PROBLÈME À TRAITER: Modifiez le passage sur le secret professionnel de « Il résulte de » à « le secret professionnel. » en y remplaçant « divulguées » par « communiquées ».

EXTRAIT DU DOCUMENT:
* * * * *

En l’espèce, il s’agit notamment :
    ‐ du Règlement 659/1999 du Conseil du 22 mars 1999 portant
        modalités d’application de l’article 108 du traité sur le
        fonctionnement de l’Union européenne. Ce Règlement est
        d’application directe en Belgique et doit dès lors être respecté. L’on
        se réfère plus particulièrement à son article 24 sur le secret
        professionnel, lequel stipule : « La Commission et les Etats membres,
        ainsi que leurs fonctionnaires et autres agents, y compris les experts
        indépendants mandatés par la Commission, sont tenus de ne pas
        divulguer les informations couvertes par le secret professionnel
        qu’ils ont recueillies en application du présent règlement ».
    ‐ du Règlement 794/2004 de la Commission du 21 avril 2004
        concernant la mise en œuvre du règlement 659/1999 visé ci‐avant
        et, plus particulièrement, son nouvel article 11 ter.
    ‐ de la Communication de la Commission C(2003) 4582 du 1er
        décembre 2003 sur le secret professionnel dans les décisions en
        matière d’aides d’Etat.

Il résulte de ces différentes dispositions que lorsque des informations sont
reconnues par la Commission comme étant frappée de confidentialité, elles
ne peuvent être divulguées et sont couvertes par le secret professionnel.

* * * * *

Enregistrements de données:
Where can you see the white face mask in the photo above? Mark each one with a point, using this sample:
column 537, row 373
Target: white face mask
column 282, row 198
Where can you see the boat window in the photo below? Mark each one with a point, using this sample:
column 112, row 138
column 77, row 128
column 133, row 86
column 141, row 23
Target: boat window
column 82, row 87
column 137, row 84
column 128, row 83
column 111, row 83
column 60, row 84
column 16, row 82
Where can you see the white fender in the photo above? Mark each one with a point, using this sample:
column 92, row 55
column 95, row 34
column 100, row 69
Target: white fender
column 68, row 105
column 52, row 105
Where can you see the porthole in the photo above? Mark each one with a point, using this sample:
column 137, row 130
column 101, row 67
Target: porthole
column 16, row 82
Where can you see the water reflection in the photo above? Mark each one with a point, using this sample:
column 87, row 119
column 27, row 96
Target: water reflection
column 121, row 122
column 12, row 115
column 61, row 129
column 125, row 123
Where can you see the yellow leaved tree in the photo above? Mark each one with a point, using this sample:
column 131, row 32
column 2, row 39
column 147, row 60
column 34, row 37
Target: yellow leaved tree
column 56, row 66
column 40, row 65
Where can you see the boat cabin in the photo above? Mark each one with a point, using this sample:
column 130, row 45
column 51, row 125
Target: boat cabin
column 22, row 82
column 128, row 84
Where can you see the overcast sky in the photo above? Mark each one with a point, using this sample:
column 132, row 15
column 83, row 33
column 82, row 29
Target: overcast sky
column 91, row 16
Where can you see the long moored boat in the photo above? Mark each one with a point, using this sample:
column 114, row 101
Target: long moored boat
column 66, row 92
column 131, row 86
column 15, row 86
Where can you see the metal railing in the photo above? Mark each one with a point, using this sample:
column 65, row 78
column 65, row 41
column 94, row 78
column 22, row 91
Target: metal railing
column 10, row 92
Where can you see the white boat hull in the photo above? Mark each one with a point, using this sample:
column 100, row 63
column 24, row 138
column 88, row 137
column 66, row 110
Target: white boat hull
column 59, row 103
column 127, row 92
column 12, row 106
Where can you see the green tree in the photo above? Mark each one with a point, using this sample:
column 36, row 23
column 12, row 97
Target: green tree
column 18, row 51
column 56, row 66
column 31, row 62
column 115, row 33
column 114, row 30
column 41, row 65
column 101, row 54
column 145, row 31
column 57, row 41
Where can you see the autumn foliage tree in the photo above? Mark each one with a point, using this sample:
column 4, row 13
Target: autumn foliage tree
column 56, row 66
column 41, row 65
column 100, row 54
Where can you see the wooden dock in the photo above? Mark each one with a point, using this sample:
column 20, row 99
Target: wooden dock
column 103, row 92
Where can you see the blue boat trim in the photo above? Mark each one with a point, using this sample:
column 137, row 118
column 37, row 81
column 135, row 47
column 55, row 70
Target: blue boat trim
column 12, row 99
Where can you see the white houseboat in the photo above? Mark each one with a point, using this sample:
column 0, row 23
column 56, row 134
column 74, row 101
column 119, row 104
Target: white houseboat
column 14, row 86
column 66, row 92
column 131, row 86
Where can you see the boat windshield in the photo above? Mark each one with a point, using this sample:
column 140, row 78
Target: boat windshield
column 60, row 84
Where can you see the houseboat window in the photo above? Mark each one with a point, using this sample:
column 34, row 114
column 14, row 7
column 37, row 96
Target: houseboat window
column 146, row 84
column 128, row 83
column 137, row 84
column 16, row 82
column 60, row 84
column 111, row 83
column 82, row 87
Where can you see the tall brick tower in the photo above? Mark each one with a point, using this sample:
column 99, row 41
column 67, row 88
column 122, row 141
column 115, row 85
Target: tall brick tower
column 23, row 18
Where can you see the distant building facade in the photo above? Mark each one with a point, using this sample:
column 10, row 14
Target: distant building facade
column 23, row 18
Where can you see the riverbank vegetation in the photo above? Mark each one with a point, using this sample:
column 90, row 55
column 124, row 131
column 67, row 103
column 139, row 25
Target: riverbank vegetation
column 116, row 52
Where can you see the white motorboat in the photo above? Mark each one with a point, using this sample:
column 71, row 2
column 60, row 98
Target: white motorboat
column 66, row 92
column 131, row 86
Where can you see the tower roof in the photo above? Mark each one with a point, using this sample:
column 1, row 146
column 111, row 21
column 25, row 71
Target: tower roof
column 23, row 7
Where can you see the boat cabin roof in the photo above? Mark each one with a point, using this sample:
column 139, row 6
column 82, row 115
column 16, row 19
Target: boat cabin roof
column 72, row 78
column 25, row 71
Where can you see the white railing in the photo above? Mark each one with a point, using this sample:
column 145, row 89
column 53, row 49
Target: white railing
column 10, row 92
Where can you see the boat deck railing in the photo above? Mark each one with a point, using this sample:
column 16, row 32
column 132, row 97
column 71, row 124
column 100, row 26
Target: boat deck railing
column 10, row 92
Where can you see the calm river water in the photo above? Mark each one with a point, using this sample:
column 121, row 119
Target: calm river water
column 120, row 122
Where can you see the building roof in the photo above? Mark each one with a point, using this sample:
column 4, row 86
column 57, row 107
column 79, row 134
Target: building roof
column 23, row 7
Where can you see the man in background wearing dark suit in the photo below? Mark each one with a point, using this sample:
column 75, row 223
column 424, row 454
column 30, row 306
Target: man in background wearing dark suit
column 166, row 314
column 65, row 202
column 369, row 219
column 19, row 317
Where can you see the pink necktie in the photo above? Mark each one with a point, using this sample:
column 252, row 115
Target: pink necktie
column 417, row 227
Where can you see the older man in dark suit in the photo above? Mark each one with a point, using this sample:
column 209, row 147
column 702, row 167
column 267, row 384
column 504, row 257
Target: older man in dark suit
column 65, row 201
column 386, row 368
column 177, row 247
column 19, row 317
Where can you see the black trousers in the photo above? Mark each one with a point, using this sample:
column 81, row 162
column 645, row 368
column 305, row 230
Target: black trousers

* * * * *

RÉSULTAT ATTENDU:
Il résulte de ces différentes dispositions que lorsque des informations sont
reconnues par la Commission comme étant frappée de confidentialité, elles
ne peuvent être communiquées et sont couvertes par le secret professionnel.